THE PROBLEM:
Rewrite the lines below with "person walking" renamed to "pedestrian" and everything else kept the same. Omit the pictures from your answer.

Point labeling data from photos:
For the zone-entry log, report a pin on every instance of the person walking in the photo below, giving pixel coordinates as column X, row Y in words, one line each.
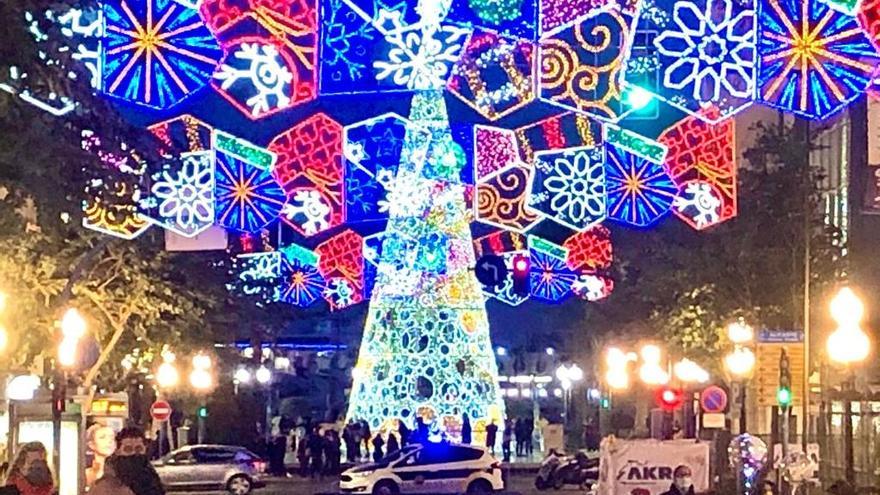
column 393, row 445
column 529, row 429
column 377, row 447
column 520, row 436
column 131, row 465
column 491, row 436
column 466, row 432
column 506, row 438
column 316, row 454
column 29, row 472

EXERCISE SOLUTION:
For the zone-entry log, report a pin on every instance of the pedestrian in the photo below, giving pixel coordinates as column X, row Y in words, one line each.
column 393, row 445
column 529, row 429
column 377, row 447
column 520, row 436
column 131, row 465
column 491, row 436
column 466, row 432
column 506, row 438
column 316, row 454
column 29, row 472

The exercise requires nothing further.